[REQUIRED ACTION A]:
Output the stretch of the Moscow Co-op history from "It was August" through "practices are unsustainable.", word for word.

[SOURCE TEXT]:
It was August 1973 when our Co-op took root in Moscow. At that time, the nation was riveted by a Senate investigation into any illegal or unethical acts by the Nixon Presidential campaign related to the Watergate break-in at the Democratic National Committee office.
Jim Croce’s recently released “Bad, Bad Leroy Brown” was in heavy rotation, spending two weeks at number one in July.
And E. F. Schumacher’s “Small is Beautiful – Economics as if People Mattered” was hitting bookstores and deepening growing concern that modern economic practices are unsustainable.
It was a fertile time for growing a cooperative grocery store in Moscow. 1960s counterculture ideas and increasing concern about soil, water, and air pollution were spurring the formation of natural food cooperatives all across the country in the late 1960s and early 1970s.
So too in Moscow, when University of Idaho students Rod Davis, Jim Eagan, and David and Kate Mosel decided to start a natural foods store to address their concerns about rising food costs and the environmental impact of corporate food production.

[DATA SUPPLIED]:
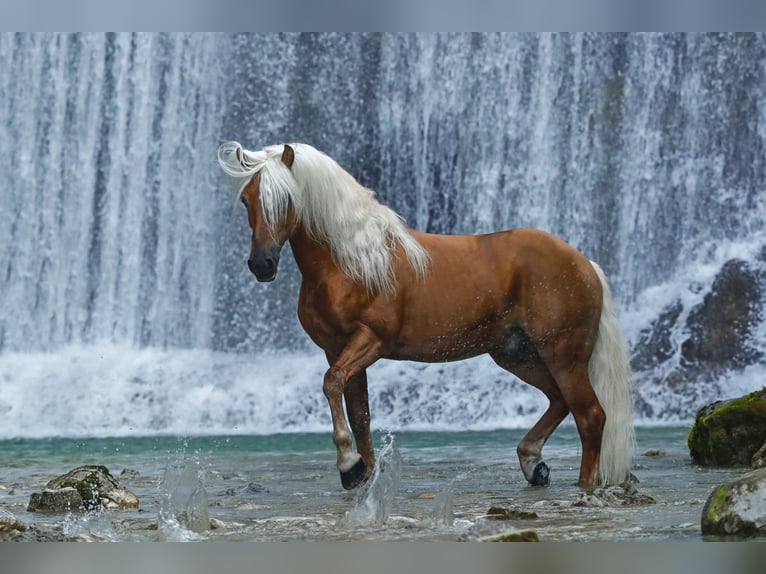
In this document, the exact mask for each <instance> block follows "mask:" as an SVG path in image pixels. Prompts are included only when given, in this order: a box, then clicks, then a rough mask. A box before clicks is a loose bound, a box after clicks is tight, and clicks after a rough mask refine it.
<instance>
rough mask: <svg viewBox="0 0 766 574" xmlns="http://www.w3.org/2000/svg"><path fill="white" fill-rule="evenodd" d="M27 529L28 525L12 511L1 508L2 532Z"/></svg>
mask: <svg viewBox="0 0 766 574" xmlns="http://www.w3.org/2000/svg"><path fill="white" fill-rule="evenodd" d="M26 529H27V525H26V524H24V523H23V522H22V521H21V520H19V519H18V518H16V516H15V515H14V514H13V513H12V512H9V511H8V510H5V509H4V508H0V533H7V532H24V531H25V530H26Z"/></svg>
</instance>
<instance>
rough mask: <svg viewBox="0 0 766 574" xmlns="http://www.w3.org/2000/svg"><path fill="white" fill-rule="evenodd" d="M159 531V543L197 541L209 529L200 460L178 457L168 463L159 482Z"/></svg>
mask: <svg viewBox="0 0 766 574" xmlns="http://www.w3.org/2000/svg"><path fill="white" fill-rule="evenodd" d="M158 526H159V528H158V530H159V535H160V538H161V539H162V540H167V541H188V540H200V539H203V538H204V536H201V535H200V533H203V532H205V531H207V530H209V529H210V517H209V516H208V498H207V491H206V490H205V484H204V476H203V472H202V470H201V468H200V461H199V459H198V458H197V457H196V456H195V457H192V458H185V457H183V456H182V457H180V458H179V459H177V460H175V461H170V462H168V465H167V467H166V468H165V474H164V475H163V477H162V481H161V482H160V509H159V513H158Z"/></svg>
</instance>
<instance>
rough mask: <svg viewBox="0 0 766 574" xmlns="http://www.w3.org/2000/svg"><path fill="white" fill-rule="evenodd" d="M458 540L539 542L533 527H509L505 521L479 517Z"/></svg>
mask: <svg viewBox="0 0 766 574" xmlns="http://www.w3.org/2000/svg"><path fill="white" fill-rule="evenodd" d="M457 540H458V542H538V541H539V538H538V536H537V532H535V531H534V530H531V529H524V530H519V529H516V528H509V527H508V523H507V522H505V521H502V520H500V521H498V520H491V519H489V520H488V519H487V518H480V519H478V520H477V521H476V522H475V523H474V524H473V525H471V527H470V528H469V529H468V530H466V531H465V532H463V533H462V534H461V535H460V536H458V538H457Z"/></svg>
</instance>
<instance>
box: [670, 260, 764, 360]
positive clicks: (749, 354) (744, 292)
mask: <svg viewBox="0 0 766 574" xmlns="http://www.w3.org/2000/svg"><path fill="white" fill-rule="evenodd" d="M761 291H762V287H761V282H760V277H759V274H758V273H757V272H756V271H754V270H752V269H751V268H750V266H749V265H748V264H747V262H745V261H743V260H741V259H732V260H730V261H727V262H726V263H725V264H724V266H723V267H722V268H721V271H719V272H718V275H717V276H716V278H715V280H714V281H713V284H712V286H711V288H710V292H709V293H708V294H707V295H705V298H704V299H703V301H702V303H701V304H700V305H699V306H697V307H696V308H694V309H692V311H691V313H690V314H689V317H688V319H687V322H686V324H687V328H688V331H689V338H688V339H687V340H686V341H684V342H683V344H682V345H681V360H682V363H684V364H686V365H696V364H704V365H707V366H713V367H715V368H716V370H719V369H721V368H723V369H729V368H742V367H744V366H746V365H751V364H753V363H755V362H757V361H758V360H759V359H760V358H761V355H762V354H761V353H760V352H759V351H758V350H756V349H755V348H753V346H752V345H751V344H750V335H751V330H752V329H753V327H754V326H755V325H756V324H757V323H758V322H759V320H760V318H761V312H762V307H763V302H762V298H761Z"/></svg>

...

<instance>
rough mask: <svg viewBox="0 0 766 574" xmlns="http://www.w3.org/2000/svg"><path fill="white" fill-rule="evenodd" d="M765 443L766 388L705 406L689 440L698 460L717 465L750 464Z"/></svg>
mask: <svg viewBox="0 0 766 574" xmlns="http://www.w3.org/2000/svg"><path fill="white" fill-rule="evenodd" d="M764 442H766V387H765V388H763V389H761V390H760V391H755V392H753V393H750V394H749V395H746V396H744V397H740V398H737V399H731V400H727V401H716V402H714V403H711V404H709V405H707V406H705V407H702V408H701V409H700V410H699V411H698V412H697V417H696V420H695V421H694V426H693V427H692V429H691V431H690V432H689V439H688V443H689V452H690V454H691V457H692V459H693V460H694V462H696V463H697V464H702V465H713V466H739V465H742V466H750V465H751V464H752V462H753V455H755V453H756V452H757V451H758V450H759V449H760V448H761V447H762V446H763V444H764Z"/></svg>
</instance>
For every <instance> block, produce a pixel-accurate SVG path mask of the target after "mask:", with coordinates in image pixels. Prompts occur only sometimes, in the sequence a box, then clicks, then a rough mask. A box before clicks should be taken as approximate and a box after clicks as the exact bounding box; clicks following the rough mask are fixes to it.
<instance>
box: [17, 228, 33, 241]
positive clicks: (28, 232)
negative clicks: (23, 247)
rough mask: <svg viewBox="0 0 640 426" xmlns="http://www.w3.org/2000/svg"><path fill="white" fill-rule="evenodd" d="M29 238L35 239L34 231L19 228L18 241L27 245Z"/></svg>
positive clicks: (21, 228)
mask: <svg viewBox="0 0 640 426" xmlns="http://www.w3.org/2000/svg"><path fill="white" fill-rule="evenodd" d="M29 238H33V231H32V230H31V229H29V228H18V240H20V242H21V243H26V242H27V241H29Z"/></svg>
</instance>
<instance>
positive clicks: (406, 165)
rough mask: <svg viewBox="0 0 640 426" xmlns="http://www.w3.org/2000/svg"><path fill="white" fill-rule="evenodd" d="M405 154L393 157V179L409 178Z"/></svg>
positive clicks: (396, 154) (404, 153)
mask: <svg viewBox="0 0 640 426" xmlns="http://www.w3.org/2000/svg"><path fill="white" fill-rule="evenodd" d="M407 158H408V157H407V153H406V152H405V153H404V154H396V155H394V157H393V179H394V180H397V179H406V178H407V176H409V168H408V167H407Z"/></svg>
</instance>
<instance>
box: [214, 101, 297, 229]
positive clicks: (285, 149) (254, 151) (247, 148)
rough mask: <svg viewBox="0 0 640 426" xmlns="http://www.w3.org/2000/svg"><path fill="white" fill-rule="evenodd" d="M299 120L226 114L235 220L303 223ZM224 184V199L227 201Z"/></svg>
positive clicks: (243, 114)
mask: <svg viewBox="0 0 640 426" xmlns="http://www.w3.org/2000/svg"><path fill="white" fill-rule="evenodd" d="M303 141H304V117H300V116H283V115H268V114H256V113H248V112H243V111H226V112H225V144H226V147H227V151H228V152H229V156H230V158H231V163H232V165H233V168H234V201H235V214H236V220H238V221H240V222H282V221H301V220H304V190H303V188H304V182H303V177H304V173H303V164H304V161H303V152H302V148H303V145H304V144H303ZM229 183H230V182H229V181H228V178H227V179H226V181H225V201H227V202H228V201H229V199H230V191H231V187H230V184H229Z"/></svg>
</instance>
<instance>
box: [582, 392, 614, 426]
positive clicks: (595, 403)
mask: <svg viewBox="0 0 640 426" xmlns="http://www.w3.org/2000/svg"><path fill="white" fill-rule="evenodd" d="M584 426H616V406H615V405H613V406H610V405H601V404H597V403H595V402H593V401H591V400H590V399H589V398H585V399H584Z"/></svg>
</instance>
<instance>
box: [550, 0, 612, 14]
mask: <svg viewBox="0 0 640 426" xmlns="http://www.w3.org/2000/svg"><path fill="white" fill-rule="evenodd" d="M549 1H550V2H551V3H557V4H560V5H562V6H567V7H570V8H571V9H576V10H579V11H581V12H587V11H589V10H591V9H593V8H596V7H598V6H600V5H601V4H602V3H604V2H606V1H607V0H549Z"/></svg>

---

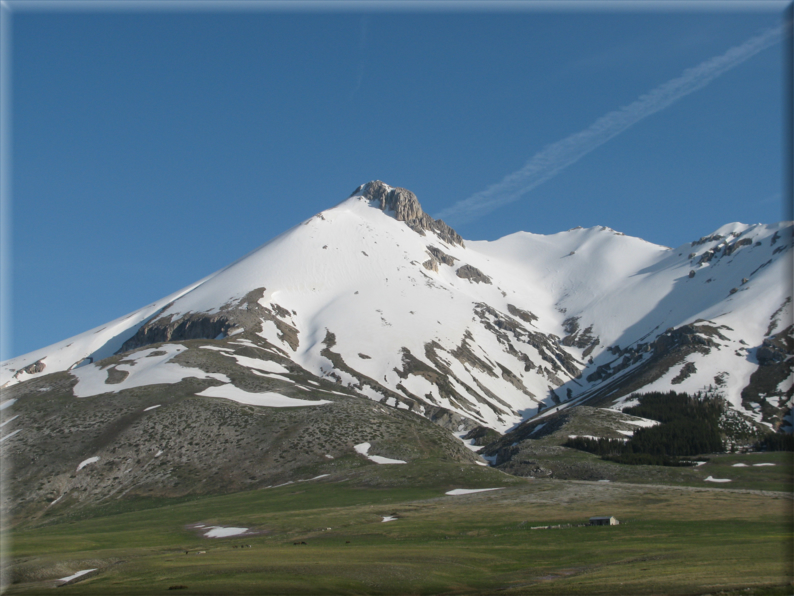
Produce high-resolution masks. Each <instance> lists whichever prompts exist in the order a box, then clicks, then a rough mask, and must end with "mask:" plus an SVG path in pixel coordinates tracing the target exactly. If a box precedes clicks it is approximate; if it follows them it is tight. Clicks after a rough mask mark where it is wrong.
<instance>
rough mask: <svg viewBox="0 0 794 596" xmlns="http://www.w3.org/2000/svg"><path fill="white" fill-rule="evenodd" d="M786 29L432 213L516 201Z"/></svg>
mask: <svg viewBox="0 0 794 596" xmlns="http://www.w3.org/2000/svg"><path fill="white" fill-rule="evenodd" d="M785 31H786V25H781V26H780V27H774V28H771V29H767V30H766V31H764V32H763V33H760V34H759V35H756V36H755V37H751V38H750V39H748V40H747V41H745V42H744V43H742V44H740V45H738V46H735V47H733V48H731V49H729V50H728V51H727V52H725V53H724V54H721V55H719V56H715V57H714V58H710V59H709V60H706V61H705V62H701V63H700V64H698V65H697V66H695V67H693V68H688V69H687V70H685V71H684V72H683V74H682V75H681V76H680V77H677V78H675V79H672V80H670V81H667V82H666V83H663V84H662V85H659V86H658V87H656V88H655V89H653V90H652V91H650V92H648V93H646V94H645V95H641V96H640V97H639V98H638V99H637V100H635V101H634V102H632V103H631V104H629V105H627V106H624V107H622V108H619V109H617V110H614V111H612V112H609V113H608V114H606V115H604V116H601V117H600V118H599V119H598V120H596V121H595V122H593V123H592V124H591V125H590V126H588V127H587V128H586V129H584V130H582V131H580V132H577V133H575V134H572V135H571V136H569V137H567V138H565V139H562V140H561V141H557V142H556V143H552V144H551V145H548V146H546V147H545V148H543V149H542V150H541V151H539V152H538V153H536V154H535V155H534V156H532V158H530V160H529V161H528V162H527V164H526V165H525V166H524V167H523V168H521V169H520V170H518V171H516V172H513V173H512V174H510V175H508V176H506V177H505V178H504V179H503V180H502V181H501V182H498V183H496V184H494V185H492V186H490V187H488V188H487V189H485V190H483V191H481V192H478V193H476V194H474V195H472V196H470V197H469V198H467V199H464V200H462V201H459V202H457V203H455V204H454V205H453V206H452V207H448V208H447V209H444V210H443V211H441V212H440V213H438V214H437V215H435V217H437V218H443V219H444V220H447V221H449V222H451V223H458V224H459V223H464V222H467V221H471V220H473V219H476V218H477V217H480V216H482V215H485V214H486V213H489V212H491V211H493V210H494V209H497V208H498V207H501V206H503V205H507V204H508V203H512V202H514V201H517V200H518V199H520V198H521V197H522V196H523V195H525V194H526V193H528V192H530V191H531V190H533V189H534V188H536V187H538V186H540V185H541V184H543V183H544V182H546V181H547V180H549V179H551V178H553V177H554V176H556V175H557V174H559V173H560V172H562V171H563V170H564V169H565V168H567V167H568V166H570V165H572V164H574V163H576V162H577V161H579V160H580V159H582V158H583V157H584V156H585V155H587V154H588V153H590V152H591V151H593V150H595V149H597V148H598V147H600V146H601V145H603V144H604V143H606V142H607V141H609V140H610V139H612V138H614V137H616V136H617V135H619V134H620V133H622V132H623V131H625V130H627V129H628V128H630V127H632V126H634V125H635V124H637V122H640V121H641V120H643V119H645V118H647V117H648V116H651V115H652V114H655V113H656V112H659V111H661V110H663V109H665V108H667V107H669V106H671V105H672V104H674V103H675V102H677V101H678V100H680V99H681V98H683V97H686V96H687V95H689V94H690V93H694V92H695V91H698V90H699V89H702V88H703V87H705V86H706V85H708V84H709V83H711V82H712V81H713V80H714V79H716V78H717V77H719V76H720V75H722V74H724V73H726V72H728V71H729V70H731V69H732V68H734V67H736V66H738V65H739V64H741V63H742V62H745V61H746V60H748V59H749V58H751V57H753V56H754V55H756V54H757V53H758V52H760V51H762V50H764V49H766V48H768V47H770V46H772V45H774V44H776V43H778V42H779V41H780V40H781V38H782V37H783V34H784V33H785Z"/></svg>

[REQUIRED ACTION B]:
Return the stretch of the records from the line that contains "In this document, the" through the line that contains "529L28 525L12 511L1", with both of those lines included and every line unchanged.

[OUTPUT A]:
It was August 1973 when our Co-op took root in Moscow. At that time, the nation was riveted by a Senate investigation into any illegal or unethical acts by the Nixon Presidential campaign related to the Watergate break-in at the Democratic National Committee office.
Jim Croce’s recently released “Bad, Bad Leroy Brown” was in heavy rotation, spending two weeks at number one in July.
And E. F. Schumacher’s “Small is Beautiful – Economics as if People Mattered” was hitting bookstores and deepening growing concern that modern economic practices are unsustainable.

[OUTPUT B]:
In this document, the exact mask for each <instance> block follows "mask:" as an SVG path in image pixels. Prompts are included only when given, in this order: a box, then clicks, then a rough mask. A box before clicks is a loose bound, a box after clicks is tight, and clicks after a rough mask refine it.
<instance>
rough mask: <svg viewBox="0 0 766 574" xmlns="http://www.w3.org/2000/svg"><path fill="white" fill-rule="evenodd" d="M27 529L28 525L12 511L1 508L2 532Z"/></svg>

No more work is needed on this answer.